**Direction:** Can you copy out the rows below verbatim, from the line containing "Can you spot the trimmed" through the line containing "[[194, 45], [119, 89]]", both included?

**Recorded information:**
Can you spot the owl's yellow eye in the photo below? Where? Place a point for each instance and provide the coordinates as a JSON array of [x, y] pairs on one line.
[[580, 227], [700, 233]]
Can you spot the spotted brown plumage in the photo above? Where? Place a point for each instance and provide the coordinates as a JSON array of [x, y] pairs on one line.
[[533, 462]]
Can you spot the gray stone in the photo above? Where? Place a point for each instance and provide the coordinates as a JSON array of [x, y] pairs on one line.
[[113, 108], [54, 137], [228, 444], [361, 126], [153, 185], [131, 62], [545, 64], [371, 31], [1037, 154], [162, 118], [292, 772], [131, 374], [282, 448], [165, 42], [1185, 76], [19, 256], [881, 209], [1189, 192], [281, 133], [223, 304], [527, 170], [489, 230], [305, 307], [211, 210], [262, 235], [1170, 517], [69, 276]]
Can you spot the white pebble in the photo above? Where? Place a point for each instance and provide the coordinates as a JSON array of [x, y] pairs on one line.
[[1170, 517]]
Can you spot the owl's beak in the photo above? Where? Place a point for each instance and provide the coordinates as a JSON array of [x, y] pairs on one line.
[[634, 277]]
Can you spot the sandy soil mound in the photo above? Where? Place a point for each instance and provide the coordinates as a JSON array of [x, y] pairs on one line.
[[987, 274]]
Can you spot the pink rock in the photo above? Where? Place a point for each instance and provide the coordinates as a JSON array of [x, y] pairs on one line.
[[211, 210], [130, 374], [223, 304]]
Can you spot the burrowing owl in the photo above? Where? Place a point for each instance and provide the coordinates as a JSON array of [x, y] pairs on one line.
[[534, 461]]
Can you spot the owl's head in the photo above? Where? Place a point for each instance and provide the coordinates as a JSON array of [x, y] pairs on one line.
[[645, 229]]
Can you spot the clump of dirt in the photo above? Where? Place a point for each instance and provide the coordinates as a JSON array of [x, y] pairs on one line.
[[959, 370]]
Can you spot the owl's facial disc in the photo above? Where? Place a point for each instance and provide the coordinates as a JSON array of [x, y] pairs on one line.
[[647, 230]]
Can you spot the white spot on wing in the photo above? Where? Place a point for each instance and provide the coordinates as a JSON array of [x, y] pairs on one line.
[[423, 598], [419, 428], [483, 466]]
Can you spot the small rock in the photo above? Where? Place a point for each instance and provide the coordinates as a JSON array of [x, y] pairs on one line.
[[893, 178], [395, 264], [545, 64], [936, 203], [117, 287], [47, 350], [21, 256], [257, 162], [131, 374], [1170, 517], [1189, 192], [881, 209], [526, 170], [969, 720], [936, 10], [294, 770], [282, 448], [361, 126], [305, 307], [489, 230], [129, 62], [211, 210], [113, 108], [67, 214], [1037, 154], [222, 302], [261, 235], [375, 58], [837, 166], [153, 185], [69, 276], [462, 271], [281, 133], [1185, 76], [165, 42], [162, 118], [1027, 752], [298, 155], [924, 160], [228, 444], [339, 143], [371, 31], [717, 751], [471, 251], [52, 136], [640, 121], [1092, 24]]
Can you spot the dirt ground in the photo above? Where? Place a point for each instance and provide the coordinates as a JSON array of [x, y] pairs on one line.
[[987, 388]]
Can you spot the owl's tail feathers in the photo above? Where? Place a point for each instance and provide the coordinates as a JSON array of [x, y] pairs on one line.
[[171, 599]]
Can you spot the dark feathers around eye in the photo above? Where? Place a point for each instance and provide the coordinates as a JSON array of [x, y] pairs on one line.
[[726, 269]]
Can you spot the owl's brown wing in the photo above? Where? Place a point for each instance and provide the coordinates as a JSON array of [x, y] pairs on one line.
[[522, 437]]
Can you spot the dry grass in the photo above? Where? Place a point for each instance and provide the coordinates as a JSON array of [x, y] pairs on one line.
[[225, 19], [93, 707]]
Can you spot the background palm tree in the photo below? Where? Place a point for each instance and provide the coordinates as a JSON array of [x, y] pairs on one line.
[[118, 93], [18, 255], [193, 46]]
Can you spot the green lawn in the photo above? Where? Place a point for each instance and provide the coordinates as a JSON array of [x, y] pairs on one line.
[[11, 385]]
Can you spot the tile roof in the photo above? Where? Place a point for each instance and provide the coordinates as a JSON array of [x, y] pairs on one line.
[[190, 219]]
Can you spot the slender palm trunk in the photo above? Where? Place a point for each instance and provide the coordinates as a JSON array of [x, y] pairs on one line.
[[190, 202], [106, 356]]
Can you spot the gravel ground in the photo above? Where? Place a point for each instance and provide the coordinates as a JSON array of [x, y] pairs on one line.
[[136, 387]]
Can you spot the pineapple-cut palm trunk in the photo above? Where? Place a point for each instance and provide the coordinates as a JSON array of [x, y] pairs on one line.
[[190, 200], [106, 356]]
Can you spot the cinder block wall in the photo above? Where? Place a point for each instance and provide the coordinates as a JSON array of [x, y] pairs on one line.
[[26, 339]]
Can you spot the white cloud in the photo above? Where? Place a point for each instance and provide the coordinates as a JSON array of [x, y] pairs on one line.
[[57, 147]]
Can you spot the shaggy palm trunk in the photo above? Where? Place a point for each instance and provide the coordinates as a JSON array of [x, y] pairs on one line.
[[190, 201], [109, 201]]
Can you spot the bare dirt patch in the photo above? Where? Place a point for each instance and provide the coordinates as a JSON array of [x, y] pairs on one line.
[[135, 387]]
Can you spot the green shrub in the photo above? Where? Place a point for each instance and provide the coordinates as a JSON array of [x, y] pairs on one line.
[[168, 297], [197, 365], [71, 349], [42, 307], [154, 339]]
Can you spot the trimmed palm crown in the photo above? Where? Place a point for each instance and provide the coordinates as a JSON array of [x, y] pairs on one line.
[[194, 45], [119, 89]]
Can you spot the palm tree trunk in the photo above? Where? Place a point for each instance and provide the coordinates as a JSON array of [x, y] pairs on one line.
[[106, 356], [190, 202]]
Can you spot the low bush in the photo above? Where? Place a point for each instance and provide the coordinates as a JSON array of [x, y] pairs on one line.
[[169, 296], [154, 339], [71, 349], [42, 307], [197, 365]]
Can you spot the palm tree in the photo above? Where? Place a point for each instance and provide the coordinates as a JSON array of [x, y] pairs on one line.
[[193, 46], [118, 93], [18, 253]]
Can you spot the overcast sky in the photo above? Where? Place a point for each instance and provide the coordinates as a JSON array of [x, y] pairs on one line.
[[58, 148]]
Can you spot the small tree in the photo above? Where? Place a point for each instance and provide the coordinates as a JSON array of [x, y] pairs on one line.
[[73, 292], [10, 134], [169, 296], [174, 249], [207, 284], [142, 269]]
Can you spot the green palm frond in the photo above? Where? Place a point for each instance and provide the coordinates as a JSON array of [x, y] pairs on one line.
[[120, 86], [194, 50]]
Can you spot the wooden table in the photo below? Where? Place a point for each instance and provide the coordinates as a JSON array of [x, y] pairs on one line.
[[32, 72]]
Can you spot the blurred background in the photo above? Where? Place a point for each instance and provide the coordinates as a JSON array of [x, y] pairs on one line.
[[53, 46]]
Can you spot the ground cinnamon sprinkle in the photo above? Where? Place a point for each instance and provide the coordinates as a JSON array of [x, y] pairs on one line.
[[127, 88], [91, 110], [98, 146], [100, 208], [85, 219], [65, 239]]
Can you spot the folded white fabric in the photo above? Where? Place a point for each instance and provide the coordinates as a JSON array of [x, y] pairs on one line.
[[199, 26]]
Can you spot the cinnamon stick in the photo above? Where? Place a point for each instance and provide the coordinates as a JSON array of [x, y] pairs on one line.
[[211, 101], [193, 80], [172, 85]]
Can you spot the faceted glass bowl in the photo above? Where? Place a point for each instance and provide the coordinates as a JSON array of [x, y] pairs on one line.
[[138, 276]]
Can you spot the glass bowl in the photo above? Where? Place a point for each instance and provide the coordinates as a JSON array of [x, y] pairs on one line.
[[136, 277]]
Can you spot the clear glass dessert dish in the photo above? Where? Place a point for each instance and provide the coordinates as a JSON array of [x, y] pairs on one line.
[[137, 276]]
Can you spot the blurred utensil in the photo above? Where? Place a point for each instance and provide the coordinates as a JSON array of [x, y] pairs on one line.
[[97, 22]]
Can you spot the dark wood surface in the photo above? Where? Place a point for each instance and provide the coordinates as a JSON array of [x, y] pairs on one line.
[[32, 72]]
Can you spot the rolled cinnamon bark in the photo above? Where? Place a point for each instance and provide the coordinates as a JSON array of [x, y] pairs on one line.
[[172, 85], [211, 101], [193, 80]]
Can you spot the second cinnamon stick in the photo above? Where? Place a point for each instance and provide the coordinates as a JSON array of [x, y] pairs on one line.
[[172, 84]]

**Expected answer:**
Can you spot the trimmed palm crown in the photo above? Where? Place a point for each instance and provide the coordinates as a JSON array of [x, y] pairs on one line.
[[194, 45], [119, 89]]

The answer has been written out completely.